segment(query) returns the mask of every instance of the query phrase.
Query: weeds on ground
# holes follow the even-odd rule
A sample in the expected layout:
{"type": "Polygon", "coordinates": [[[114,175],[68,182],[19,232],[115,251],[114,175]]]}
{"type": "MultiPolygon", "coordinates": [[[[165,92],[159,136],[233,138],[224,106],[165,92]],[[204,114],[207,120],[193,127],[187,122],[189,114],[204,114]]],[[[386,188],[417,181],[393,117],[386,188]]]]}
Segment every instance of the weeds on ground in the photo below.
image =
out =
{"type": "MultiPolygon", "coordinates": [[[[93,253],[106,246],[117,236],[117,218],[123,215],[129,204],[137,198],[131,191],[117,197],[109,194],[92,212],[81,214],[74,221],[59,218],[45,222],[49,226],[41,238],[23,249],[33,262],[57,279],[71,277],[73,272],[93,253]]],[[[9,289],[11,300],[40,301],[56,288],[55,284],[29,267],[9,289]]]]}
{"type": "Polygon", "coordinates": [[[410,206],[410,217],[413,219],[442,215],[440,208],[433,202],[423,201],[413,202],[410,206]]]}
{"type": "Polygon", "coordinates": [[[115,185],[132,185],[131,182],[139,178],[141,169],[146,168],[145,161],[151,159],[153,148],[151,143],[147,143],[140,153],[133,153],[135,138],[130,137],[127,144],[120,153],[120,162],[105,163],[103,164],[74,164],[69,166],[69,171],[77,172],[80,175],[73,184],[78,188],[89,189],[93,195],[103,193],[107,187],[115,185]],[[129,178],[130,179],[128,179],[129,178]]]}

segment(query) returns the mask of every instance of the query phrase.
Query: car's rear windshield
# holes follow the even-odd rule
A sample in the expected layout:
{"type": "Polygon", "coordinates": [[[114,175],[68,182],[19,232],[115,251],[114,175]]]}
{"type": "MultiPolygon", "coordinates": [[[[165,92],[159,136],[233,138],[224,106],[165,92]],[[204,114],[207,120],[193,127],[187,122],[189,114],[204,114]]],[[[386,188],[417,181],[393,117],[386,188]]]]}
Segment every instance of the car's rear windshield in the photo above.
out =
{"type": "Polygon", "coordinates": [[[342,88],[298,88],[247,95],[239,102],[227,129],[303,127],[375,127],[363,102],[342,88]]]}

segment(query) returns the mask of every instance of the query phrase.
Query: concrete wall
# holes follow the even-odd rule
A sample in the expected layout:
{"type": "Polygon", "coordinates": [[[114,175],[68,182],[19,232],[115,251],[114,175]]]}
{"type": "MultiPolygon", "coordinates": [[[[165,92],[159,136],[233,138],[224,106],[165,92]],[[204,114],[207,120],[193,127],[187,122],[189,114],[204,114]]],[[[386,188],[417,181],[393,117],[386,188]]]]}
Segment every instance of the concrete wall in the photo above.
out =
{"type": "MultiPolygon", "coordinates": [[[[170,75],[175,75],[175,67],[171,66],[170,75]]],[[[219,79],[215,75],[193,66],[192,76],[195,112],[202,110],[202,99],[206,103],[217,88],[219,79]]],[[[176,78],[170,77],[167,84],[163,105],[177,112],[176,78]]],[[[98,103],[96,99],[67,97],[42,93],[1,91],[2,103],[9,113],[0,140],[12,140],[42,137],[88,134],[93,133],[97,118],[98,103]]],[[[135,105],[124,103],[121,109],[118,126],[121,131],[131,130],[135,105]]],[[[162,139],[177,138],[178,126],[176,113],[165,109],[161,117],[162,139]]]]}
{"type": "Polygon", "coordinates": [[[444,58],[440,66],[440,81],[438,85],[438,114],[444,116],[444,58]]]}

━━━━━━━━━━━━━━━━━━━━

**Given request**. Write the data from above out again, exactly.

**Full solution**.
segment(query) returns the mask of every instance of the query phrase.
Query: weeds on ground
# holes follow the even-odd rule
A sample in the expected layout:
{"type": "Polygon", "coordinates": [[[114,175],[68,182],[19,232],[115,251],[114,175]]]}
{"type": "MultiPolygon", "coordinates": [[[[165,92],[159,136],[233,138],[224,106],[165,92]],[[204,114],[207,120],[193,127],[187,122],[189,114],[204,114]]],[[[386,188],[417,181],[393,117],[386,188]]]]}
Segment every instance of the weeds on ground in the photo below.
image =
out =
{"type": "MultiPolygon", "coordinates": [[[[93,253],[106,246],[117,236],[117,218],[123,215],[129,204],[137,198],[131,191],[117,197],[109,194],[92,212],[81,214],[74,221],[59,218],[45,222],[49,226],[41,238],[23,249],[33,262],[57,279],[71,277],[73,272],[93,253]]],[[[9,289],[11,300],[40,301],[56,288],[55,284],[29,267],[9,289]]]]}
{"type": "Polygon", "coordinates": [[[410,206],[410,217],[413,219],[442,215],[440,208],[433,202],[423,201],[413,202],[410,206]]]}
{"type": "Polygon", "coordinates": [[[115,185],[132,185],[131,182],[139,178],[141,169],[146,168],[145,161],[151,159],[153,148],[151,143],[147,143],[140,153],[133,153],[135,138],[130,137],[127,144],[120,153],[120,162],[105,163],[103,164],[74,164],[69,166],[69,171],[77,172],[80,175],[73,184],[78,188],[89,189],[93,195],[103,193],[107,187],[115,185]],[[129,178],[130,179],[128,179],[129,178]]]}

segment(query) returns the mask of every instance of the query phrase.
Query: car's rear windshield
# holes follow the even-odd rule
A sample in the expected layout:
{"type": "Polygon", "coordinates": [[[114,175],[68,182],[19,232],[115,251],[114,175]]]}
{"type": "MultiPolygon", "coordinates": [[[[165,92],[159,136],[233,138],[224,106],[165,92]],[[204,114],[207,120],[193,127],[187,122],[189,114],[204,114]]],[[[386,188],[417,181],[393,117],[386,188]]]]}
Segment every instance of the car's rear windshield in the photo above.
out =
{"type": "Polygon", "coordinates": [[[342,88],[298,88],[247,95],[239,102],[227,129],[303,127],[375,127],[363,102],[342,88]]]}

segment(query) returns the mask of every instance of the query phrase.
Query: concrete wall
# holes follow the even-odd rule
A sample in the expected layout:
{"type": "Polygon", "coordinates": [[[114,175],[68,182],[19,232],[115,251],[114,175]]]}
{"type": "MultiPolygon", "coordinates": [[[[165,92],[159,136],[233,138],[224,106],[165,92]],[[204,114],[207,120],[193,127],[187,122],[189,114],[204,114]]],[[[386,188],[417,181],[393,117],[386,188]]]]}
Segment every instance of the concrete wall in the photo above.
out =
{"type": "MultiPolygon", "coordinates": [[[[170,75],[175,75],[175,67],[171,66],[170,75]]],[[[219,79],[215,75],[193,66],[192,76],[195,112],[202,110],[202,99],[206,103],[217,88],[219,79]]],[[[176,78],[170,77],[167,84],[163,105],[177,112],[176,78]]],[[[98,103],[96,99],[67,97],[42,93],[1,91],[2,103],[9,113],[0,140],[12,140],[42,137],[88,134],[93,133],[97,118],[98,103]]],[[[135,105],[124,103],[121,109],[118,126],[121,131],[131,130],[135,105]]],[[[162,139],[177,138],[178,126],[176,113],[165,109],[161,117],[162,139]]]]}
{"type": "Polygon", "coordinates": [[[444,58],[440,66],[440,81],[438,85],[438,114],[444,116],[444,58]]]}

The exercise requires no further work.